**Assignment:** Each line of the data below that contains "woman" must be copied.

>>>

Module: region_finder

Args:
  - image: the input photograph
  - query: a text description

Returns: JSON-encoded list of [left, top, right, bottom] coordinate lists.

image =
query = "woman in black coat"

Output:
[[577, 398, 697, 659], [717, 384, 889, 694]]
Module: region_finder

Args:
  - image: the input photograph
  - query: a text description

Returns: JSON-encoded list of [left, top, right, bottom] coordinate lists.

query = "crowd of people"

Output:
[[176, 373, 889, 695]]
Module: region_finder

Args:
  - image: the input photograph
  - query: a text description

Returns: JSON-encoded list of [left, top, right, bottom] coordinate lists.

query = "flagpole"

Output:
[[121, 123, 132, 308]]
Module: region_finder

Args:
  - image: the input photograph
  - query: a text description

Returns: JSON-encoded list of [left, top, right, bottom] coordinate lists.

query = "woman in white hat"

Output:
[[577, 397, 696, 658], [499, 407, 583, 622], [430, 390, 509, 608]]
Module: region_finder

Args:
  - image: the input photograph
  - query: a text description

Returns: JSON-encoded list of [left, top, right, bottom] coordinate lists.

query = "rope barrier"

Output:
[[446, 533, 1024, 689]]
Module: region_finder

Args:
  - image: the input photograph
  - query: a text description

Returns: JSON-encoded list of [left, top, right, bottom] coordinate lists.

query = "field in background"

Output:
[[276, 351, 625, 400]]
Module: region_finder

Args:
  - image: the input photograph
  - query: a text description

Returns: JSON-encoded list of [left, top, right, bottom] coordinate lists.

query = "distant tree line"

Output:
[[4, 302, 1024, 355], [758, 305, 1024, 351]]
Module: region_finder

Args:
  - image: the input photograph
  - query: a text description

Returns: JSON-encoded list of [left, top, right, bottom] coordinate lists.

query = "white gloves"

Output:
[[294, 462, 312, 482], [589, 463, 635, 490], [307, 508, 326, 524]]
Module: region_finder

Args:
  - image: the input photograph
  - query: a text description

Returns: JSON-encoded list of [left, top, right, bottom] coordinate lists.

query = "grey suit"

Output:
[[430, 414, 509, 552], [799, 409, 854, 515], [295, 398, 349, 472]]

<<<

**Answer area:**
query = "woman in black coat"
query = "woman in white hat"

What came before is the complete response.